■ TASK DESCRIPTION ■
Output the full material exactly as it appears here.

Dataset records about object locations
====================

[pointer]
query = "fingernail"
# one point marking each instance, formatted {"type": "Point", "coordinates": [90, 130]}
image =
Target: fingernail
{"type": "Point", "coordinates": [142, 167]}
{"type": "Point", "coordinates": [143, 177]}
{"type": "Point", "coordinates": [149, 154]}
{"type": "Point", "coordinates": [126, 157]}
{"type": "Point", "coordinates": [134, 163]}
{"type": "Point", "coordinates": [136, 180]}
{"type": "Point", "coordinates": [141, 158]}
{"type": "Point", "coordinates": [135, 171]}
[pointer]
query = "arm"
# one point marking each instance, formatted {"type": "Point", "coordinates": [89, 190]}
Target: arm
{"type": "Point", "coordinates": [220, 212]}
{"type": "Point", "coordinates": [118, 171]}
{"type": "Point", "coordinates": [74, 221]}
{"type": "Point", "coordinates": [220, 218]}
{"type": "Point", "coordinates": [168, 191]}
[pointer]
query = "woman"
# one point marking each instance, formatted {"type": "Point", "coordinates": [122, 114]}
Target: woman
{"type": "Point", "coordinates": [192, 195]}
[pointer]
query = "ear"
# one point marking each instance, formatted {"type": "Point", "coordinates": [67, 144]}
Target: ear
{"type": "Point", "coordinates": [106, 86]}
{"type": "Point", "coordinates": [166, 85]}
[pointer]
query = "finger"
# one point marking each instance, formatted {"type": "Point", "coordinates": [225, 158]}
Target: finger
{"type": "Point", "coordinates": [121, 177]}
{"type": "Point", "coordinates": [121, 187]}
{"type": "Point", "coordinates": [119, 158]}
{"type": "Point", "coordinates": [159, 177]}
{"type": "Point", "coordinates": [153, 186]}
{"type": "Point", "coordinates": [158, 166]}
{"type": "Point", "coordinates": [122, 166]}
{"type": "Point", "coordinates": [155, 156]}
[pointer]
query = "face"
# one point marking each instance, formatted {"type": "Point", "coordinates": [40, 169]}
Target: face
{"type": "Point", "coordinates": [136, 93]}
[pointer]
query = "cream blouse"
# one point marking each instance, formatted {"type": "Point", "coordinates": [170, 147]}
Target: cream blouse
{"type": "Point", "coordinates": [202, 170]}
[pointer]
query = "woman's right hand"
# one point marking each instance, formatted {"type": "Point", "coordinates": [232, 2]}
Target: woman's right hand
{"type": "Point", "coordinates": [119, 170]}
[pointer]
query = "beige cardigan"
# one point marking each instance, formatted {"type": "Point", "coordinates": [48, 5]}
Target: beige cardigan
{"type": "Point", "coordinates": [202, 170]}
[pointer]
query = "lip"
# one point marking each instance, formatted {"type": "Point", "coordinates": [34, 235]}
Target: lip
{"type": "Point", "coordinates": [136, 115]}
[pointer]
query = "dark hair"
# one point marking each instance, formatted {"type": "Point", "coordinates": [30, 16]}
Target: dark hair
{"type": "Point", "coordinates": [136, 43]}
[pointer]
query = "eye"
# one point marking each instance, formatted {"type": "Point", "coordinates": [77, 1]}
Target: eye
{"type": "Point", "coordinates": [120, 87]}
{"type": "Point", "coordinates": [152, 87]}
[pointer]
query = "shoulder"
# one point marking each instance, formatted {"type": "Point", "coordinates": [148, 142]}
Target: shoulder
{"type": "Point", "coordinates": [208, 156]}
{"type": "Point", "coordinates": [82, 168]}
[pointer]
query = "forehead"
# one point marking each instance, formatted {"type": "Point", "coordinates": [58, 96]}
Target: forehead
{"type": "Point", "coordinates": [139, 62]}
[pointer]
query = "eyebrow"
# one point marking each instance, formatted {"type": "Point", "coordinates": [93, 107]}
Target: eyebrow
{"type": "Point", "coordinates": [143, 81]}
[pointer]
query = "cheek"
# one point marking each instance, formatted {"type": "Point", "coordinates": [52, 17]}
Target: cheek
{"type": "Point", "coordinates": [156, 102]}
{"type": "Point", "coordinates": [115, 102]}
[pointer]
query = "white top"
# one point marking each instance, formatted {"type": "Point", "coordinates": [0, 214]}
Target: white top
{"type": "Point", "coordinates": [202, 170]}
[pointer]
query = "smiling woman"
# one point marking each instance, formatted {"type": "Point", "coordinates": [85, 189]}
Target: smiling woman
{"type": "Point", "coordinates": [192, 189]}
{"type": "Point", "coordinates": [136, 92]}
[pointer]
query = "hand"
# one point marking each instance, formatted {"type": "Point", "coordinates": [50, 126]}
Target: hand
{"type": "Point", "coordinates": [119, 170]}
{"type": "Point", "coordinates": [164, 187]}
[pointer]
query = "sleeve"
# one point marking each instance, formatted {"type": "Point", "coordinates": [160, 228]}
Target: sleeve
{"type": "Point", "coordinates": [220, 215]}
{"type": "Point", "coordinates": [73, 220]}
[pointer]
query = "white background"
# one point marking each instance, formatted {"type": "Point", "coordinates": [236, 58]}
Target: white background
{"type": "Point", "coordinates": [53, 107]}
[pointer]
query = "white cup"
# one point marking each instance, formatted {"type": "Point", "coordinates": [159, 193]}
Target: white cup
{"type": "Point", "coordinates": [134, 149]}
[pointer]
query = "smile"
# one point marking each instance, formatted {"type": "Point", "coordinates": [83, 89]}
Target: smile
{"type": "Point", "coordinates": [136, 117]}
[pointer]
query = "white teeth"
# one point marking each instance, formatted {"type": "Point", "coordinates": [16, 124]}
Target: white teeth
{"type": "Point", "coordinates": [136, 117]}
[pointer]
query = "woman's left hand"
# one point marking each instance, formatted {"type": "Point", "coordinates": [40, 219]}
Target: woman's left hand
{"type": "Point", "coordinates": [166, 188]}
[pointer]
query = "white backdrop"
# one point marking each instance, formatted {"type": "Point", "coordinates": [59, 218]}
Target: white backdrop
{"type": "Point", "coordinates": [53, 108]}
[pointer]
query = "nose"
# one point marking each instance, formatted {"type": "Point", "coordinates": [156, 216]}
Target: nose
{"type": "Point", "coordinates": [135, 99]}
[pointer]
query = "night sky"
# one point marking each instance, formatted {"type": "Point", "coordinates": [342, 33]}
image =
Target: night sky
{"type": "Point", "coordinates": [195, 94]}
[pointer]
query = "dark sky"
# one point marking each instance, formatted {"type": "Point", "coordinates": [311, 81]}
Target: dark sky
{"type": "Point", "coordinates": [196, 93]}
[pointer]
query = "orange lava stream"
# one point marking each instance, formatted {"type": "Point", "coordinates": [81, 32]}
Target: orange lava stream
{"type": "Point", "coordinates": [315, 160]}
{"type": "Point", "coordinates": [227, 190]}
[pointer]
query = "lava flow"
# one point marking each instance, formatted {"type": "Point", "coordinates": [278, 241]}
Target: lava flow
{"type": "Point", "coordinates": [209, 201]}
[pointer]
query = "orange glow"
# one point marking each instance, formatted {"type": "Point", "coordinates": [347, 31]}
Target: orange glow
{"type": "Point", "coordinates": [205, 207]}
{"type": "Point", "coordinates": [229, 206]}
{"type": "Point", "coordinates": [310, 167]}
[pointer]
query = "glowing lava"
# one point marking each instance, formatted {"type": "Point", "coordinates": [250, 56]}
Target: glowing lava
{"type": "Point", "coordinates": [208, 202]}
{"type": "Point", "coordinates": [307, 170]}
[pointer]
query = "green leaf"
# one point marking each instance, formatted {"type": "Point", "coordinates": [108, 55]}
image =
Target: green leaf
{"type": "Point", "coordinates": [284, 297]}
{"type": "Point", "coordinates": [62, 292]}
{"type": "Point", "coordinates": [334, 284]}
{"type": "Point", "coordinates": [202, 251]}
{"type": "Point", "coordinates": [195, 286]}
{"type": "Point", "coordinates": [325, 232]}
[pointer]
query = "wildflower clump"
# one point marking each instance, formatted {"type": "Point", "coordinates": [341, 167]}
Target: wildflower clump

====================

■ FULL OUTPUT ■
[pointer]
query = "fingernail"
# one point marking each instance, formatted {"type": "Point", "coordinates": [90, 130]}
image =
Target: fingernail
{"type": "Point", "coordinates": [142, 167]}
{"type": "Point", "coordinates": [143, 177]}
{"type": "Point", "coordinates": [149, 154]}
{"type": "Point", "coordinates": [126, 157]}
{"type": "Point", "coordinates": [134, 163]}
{"type": "Point", "coordinates": [136, 180]}
{"type": "Point", "coordinates": [141, 158]}
{"type": "Point", "coordinates": [135, 171]}
[pointer]
query = "arm"
# one point marking each instance, formatted {"type": "Point", "coordinates": [89, 190]}
Target: arm
{"type": "Point", "coordinates": [220, 212]}
{"type": "Point", "coordinates": [118, 171]}
{"type": "Point", "coordinates": [74, 221]}
{"type": "Point", "coordinates": [220, 218]}
{"type": "Point", "coordinates": [168, 191]}
[pointer]
query = "woman"
# one point marking each instance, formatted {"type": "Point", "coordinates": [122, 114]}
Target: woman
{"type": "Point", "coordinates": [192, 195]}
[pointer]
query = "ear"
# one point marking each instance, formatted {"type": "Point", "coordinates": [67, 144]}
Target: ear
{"type": "Point", "coordinates": [106, 86]}
{"type": "Point", "coordinates": [166, 85]}
[pointer]
query = "finger"
# one point marking each instance, formatted {"type": "Point", "coordinates": [225, 158]}
Target: finger
{"type": "Point", "coordinates": [121, 177]}
{"type": "Point", "coordinates": [121, 187]}
{"type": "Point", "coordinates": [119, 158]}
{"type": "Point", "coordinates": [159, 177]}
{"type": "Point", "coordinates": [153, 186]}
{"type": "Point", "coordinates": [158, 166]}
{"type": "Point", "coordinates": [122, 166]}
{"type": "Point", "coordinates": [155, 156]}
[pointer]
query = "face"
# one point marking each instance, formatted {"type": "Point", "coordinates": [40, 169]}
Target: face
{"type": "Point", "coordinates": [136, 93]}
[pointer]
query = "cream blouse"
# one point marking each instance, formatted {"type": "Point", "coordinates": [170, 147]}
Target: cream blouse
{"type": "Point", "coordinates": [202, 170]}
[pointer]
query = "woman's right hand"
# one point marking each instance, formatted {"type": "Point", "coordinates": [232, 2]}
Target: woman's right hand
{"type": "Point", "coordinates": [119, 170]}
[pointer]
query = "beige cardigan"
# one point marking each instance, formatted {"type": "Point", "coordinates": [48, 5]}
Target: beige cardigan
{"type": "Point", "coordinates": [202, 170]}
[pointer]
query = "lip"
# one point marking each instance, formatted {"type": "Point", "coordinates": [34, 235]}
Target: lip
{"type": "Point", "coordinates": [136, 115]}
[pointer]
query = "dark hair"
# one point marking each instance, formatted {"type": "Point", "coordinates": [30, 16]}
Target: dark hair
{"type": "Point", "coordinates": [136, 43]}
[pointer]
query = "eye"
# one point marking each instance, formatted {"type": "Point", "coordinates": [77, 1]}
Target: eye
{"type": "Point", "coordinates": [120, 87]}
{"type": "Point", "coordinates": [152, 87]}
[pointer]
query = "shoulder"
# one point marking each instance, formatted {"type": "Point", "coordinates": [148, 142]}
Target: shoulder
{"type": "Point", "coordinates": [208, 156]}
{"type": "Point", "coordinates": [82, 168]}
[pointer]
query = "forehead"
# one point marking each instance, formatted {"type": "Point", "coordinates": [58, 96]}
Target: forehead
{"type": "Point", "coordinates": [139, 62]}
[pointer]
query = "eyebrow"
# one point marking each instance, formatted {"type": "Point", "coordinates": [93, 107]}
Target: eyebrow
{"type": "Point", "coordinates": [143, 81]}
[pointer]
query = "cheek"
# one point marking each instance, formatted {"type": "Point", "coordinates": [52, 17]}
Target: cheek
{"type": "Point", "coordinates": [156, 102]}
{"type": "Point", "coordinates": [115, 102]}
[pointer]
query = "white top"
# one point marking each instance, formatted {"type": "Point", "coordinates": [0, 214]}
Target: white top
{"type": "Point", "coordinates": [202, 170]}
[pointer]
query = "smiling woman"
# one point marking each instance, formatted {"type": "Point", "coordinates": [85, 189]}
Target: smiling woman
{"type": "Point", "coordinates": [192, 189]}
{"type": "Point", "coordinates": [136, 92]}
[pointer]
query = "hand"
# one point marking each instance, formatted {"type": "Point", "coordinates": [50, 126]}
Target: hand
{"type": "Point", "coordinates": [119, 170]}
{"type": "Point", "coordinates": [164, 187]}
[pointer]
query = "sleeve"
# one point marking each instance, formatted {"type": "Point", "coordinates": [160, 228]}
Target: sleeve
{"type": "Point", "coordinates": [220, 215]}
{"type": "Point", "coordinates": [73, 220]}
[pointer]
query = "white background"
# one point marking each instance, formatted {"type": "Point", "coordinates": [236, 58]}
Target: white background
{"type": "Point", "coordinates": [53, 107]}
[pointer]
query = "white cup"
# one point marking each instance, formatted {"type": "Point", "coordinates": [159, 193]}
Target: white cup
{"type": "Point", "coordinates": [134, 149]}
[pointer]
query = "smile"
# one point marking each instance, formatted {"type": "Point", "coordinates": [83, 89]}
Target: smile
{"type": "Point", "coordinates": [136, 117]}
[pointer]
query = "white teeth"
# one point marking each instance, formatted {"type": "Point", "coordinates": [16, 124]}
Target: white teeth
{"type": "Point", "coordinates": [136, 117]}
[pointer]
query = "woman's left hand"
# one point marking each instance, formatted {"type": "Point", "coordinates": [40, 219]}
Target: woman's left hand
{"type": "Point", "coordinates": [166, 188]}
[pointer]
query = "white backdrop"
# one point marking each instance, formatted {"type": "Point", "coordinates": [59, 218]}
Target: white backdrop
{"type": "Point", "coordinates": [53, 108]}
[pointer]
query = "nose"
# one point marking each instance, formatted {"type": "Point", "coordinates": [156, 216]}
Target: nose
{"type": "Point", "coordinates": [135, 99]}
[pointer]
query = "night sky"
# one point marking each instance, formatted {"type": "Point", "coordinates": [342, 33]}
image =
Target: night sky
{"type": "Point", "coordinates": [195, 94]}
[pointer]
query = "dark sky"
# one point marking each instance, formatted {"type": "Point", "coordinates": [311, 81]}
Target: dark sky
{"type": "Point", "coordinates": [196, 93]}
[pointer]
query = "orange lava stream"
# one point marking each instance, formatted {"type": "Point", "coordinates": [81, 32]}
Target: orange lava stream
{"type": "Point", "coordinates": [315, 160]}
{"type": "Point", "coordinates": [227, 190]}
[pointer]
query = "lava flow"
# one point marking each instance, formatted {"type": "Point", "coordinates": [278, 241]}
Target: lava flow
{"type": "Point", "coordinates": [209, 201]}
[pointer]
query = "orange glow"
# one point marking each instance, formatted {"type": "Point", "coordinates": [347, 31]}
Target: orange glow
{"type": "Point", "coordinates": [205, 207]}
{"type": "Point", "coordinates": [229, 206]}
{"type": "Point", "coordinates": [310, 167]}
[pointer]
query = "glowing lava"
# one point marking each instance, formatted {"type": "Point", "coordinates": [250, 56]}
Target: glowing lava
{"type": "Point", "coordinates": [208, 202]}
{"type": "Point", "coordinates": [307, 170]}
[pointer]
query = "green leaf"
# one point marking each instance, formatted {"type": "Point", "coordinates": [108, 55]}
image =
Target: green leaf
{"type": "Point", "coordinates": [284, 297]}
{"type": "Point", "coordinates": [62, 292]}
{"type": "Point", "coordinates": [334, 284]}
{"type": "Point", "coordinates": [202, 251]}
{"type": "Point", "coordinates": [195, 286]}
{"type": "Point", "coordinates": [325, 232]}
[pointer]
query = "wildflower clump"
# one point marking each instance, formatted {"type": "Point", "coordinates": [341, 167]}
Target: wildflower clump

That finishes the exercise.